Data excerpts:
= = = = =
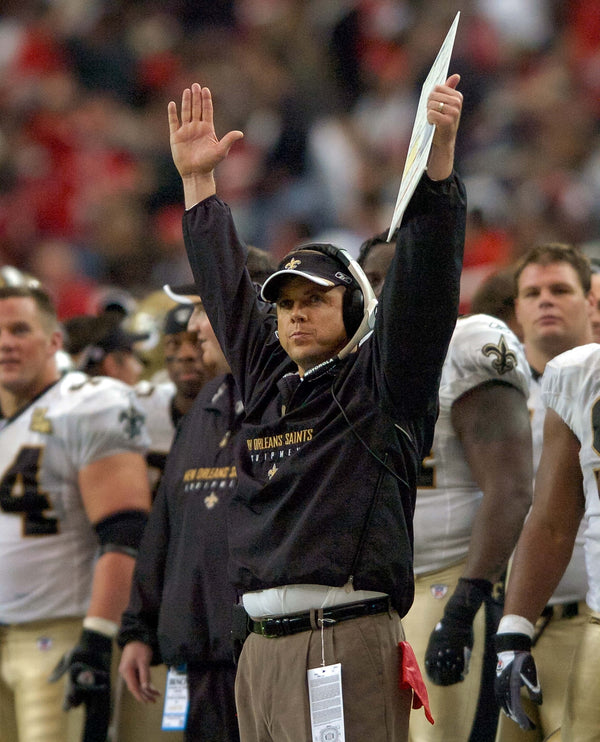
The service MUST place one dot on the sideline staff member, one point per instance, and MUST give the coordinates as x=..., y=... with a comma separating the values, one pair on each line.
x=320, y=526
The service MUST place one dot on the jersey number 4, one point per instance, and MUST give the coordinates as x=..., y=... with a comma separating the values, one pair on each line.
x=20, y=494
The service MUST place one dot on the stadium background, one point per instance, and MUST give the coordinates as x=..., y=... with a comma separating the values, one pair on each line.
x=325, y=91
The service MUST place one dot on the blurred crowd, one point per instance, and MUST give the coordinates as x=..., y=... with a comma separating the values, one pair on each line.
x=325, y=92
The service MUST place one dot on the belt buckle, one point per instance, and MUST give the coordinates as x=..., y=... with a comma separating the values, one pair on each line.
x=263, y=630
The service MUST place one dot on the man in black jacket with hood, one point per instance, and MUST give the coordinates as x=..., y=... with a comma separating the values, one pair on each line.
x=340, y=410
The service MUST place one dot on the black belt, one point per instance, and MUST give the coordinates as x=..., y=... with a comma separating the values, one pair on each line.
x=295, y=622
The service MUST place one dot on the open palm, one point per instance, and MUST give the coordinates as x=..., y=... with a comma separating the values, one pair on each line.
x=195, y=147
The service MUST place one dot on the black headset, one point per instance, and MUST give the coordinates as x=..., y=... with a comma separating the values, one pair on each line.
x=359, y=303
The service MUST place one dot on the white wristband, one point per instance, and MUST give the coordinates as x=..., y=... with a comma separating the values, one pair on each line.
x=513, y=624
x=101, y=625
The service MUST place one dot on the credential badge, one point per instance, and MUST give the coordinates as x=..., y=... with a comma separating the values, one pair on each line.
x=439, y=591
x=506, y=359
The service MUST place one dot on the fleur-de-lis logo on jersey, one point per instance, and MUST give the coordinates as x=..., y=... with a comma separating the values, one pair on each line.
x=210, y=501
x=505, y=359
x=39, y=422
x=133, y=421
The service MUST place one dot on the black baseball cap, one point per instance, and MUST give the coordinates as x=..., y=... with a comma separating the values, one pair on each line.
x=97, y=336
x=184, y=294
x=177, y=318
x=314, y=265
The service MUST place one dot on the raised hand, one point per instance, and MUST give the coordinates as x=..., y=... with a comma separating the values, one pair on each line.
x=195, y=147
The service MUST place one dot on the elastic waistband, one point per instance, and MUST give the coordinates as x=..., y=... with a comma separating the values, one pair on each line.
x=561, y=610
x=294, y=623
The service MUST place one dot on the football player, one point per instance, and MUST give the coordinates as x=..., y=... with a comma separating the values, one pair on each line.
x=553, y=305
x=474, y=492
x=74, y=498
x=459, y=495
x=566, y=489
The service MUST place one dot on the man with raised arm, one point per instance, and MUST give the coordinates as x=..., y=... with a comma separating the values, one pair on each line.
x=340, y=409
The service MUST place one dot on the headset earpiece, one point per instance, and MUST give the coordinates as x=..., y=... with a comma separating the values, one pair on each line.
x=353, y=310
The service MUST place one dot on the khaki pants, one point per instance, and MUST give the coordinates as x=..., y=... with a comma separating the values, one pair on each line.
x=30, y=706
x=453, y=707
x=272, y=690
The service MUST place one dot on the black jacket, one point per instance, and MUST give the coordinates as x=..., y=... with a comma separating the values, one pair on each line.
x=327, y=464
x=181, y=600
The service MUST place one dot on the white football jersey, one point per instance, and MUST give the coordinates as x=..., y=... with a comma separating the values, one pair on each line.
x=47, y=545
x=573, y=584
x=482, y=349
x=155, y=399
x=571, y=387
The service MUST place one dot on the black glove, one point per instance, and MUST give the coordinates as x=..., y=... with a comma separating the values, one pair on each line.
x=450, y=644
x=88, y=682
x=515, y=668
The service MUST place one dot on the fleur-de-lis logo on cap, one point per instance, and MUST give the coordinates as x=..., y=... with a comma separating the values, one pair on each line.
x=505, y=359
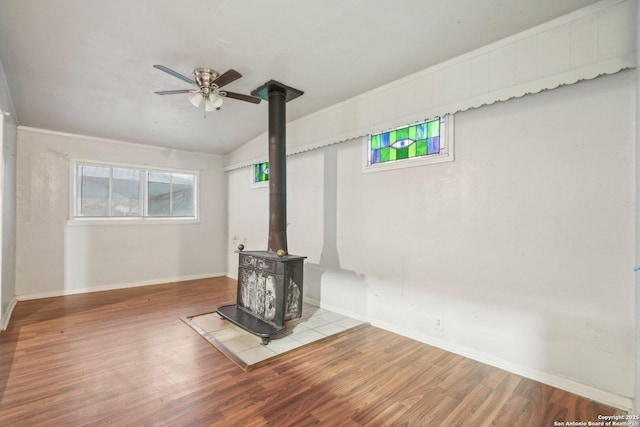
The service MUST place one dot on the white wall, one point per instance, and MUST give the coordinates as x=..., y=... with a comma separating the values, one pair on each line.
x=637, y=299
x=524, y=245
x=9, y=137
x=54, y=257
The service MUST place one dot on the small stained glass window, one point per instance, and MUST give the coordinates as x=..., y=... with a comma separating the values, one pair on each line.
x=260, y=172
x=408, y=142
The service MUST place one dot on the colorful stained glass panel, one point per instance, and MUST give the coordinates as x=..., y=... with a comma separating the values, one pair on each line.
x=420, y=139
x=261, y=172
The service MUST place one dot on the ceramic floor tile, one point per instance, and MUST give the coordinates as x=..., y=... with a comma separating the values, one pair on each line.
x=316, y=324
x=255, y=354
x=242, y=343
x=282, y=345
x=307, y=337
x=227, y=333
x=210, y=322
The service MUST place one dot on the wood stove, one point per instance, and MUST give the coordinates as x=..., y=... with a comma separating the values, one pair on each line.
x=270, y=282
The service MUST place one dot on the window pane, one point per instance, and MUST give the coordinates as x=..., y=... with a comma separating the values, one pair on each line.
x=159, y=190
x=93, y=190
x=126, y=192
x=183, y=190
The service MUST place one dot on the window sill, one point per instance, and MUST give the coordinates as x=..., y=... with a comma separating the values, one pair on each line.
x=131, y=221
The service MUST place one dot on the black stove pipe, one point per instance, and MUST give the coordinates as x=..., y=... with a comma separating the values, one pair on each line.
x=277, y=170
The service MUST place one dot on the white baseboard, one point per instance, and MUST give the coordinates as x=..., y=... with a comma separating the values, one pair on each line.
x=111, y=287
x=593, y=393
x=6, y=316
x=622, y=402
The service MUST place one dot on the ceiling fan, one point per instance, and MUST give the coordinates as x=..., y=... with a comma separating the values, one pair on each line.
x=207, y=82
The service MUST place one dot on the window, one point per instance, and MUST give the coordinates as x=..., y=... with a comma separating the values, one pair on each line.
= = = = =
■ **Problem**:
Make a verbatim copy of all the entries and strip out the pictures.

■ **Completed exercise**:
The service MUST place one dot on the sideline staff member, one point per instance, and MUST give the coordinates as x=..., y=... with a comma separating the values, one pair on each line.
x=320, y=526
The service MUST place one dot on the jersey number 4, one point per instance, and MUST give the coordinates as x=..., y=... with a comma separating the values, one pair on each line.
x=20, y=494
The service MUST place one dot on the stadium background, one point per instance, and MUST give the coordinates as x=..., y=... with a comma separating the values, one pair on each line.
x=325, y=91
The service MUST place one dot on the blurred crowd, one point per instance, and MUST give the coordinates as x=..., y=... with a comma separating the values, one pair on each line.
x=325, y=92
The service MUST place one dot on the belt buckle, one point per instance, and MUST give the coordinates as x=..., y=... with a comma separating the values, one pair on each line.
x=263, y=630
The service MUST place one dot on the man in black jacket with hood, one point per instance, and MUST give the coordinates as x=..., y=... with a comma separating the values, one pair on each line.
x=340, y=410
The service MUST place one dot on the black belt, one point per instance, and MUST give the coordinates as x=..., y=... with a comma separating the values, one pair on each line.
x=295, y=622
The service MUST place one dot on the open palm, one point per instance, and MUST give the coordinates as x=..., y=... with a comma separating the values, one pair on each line.
x=195, y=147
The service MUST place one dot on the black headset, one point per instance, and MUST give the coordinates as x=..., y=... with a comma separating the values, one pair on each line.
x=359, y=303
The service MUST place one dot on the white wristband, one point per instance, and MUST give the coordinates as x=..., y=... with a comma separating the values, one pair on each line.
x=513, y=624
x=101, y=625
The service MUST place one dot on the credential badge, one point per instance, and MUST give the coordinates as x=..., y=... with a comma separating the values, one pair on each line.
x=439, y=591
x=506, y=359
The service MUST place one dot on the fleur-de-lis logo on jersey, one point per instance, and MUST give the coordinates as x=..., y=... with a comma separating the values, one pair on each line.
x=210, y=501
x=505, y=359
x=39, y=422
x=133, y=421
The service MUST place one dot on the black baseball cap, one point per instance, and MUST give the coordinates as x=..., y=... with a comma separating the values, one pair on each line.
x=97, y=336
x=184, y=294
x=177, y=318
x=314, y=265
The service MUST place one dot on the raised hand, one point per instance, and MUST give the coordinates as x=..., y=... with a comma separating the values, one pair on each line.
x=195, y=147
The service MUST place one dot on the elastic waistband, one point per instance, and MUST give the coordinates as x=..., y=... with a comma separating the values, one pair on each line.
x=561, y=610
x=294, y=623
The service MUST place one dot on the football player, one point per instance, and MUST give the coordinates as x=..., y=... with a comma separating the values, one pair on each line.
x=553, y=305
x=474, y=492
x=74, y=498
x=459, y=495
x=566, y=489
The service MUST place one dot on the man with raised arm, one point per instance, and MUST give the coordinates as x=..., y=... with a comma separating the values, one pair on each line.
x=340, y=409
The service MUST place one dot on the headset earpiece, one point per instance, and MUST give the coordinates as x=..., y=... with a comma separating the values, one pair on each line.
x=353, y=310
The service MUST place one dot on the khaki pants, one point per instance, and MUST give the coordinates as x=..., y=... with a comma separating the values, one pair on each line.
x=30, y=706
x=453, y=707
x=272, y=690
The service MUST place one dot on the black jacket, one point per instance, and MUST give the coordinates as x=..., y=... with a comma separating the values, one pair on each line.
x=327, y=464
x=181, y=600
The service MUST place one dot on the white football jersey, one point per instance, and MUST give the coordinates as x=..., y=... with a comma separating the values, one pair on each line.
x=47, y=545
x=573, y=584
x=482, y=349
x=155, y=399
x=571, y=387
The service MUST place one dot on the black glove, one point per instance, and MUST give the coordinates as x=..., y=... with a comma separating the values, one pair on each line.
x=450, y=644
x=88, y=682
x=515, y=668
The service MUST place one dot on the fleur-de-lis logo on cap, one point per instance, and MUST give the coordinates as x=..., y=... with a comma separating the values, one pair on each line.
x=505, y=359
The service MUST place one dot on the white wall, one point per instance, and MUST give the coordinates as x=..., y=... with a comma separating the values, one pair on each line.
x=637, y=299
x=524, y=245
x=9, y=137
x=54, y=257
The service MUST place one dot on the small stained glass window, one point per instance, and MUST give the coordinates as x=..., y=... with a comma separating the values, one pair on each line.
x=260, y=172
x=408, y=142
The service MUST place one dot on the colorful stained glass panel, one point per instance, and MUST give the coordinates as x=..., y=... with a comma separating the values, one pair on each line.
x=420, y=139
x=261, y=172
The service MUST place one dot on the ceramic floor tile, one point per instance, and MUST give the coordinates as x=..., y=... with a comma separating the values, one pair on each line.
x=316, y=324
x=255, y=354
x=242, y=343
x=282, y=345
x=307, y=337
x=227, y=333
x=210, y=322
The service MUST place one dot on the wood stove, one point per instance, and MUST give the coordinates as x=..., y=... with a comma separating the values, one pair on each line.
x=270, y=282
The service MUST place one dot on the window pane, one point per instance, and MUST give the coordinates as x=..., y=... with a comma separating the values, one pair on each line.
x=159, y=190
x=93, y=190
x=126, y=192
x=183, y=190
The service MUST place one dot on the window sill, one point per instance, and MUST give the coordinates as x=..., y=... with a comma separating the values, one pair on each line.
x=131, y=221
The service MUST place one dot on the black stove pipe, one point per instance, and MUST give the coordinates as x=..., y=... with a comma separating the values, one pair on each line.
x=277, y=170
The service MUST place one dot on the white baseboard, one point per instance, and MUST give the coordinates as x=..., y=... with a comma separating the values, one pair on each line.
x=111, y=287
x=593, y=393
x=6, y=316
x=622, y=402
The service MUST place one dot on the ceiling fan, one point per instance, and MUST give the coordinates as x=..., y=... with a comma separating the values, one pair on each line.
x=207, y=82
The service MUST place one dot on the window, one point per instance, and MUST give the coordinates as x=..., y=... with a comma separating the values, one pair on each line.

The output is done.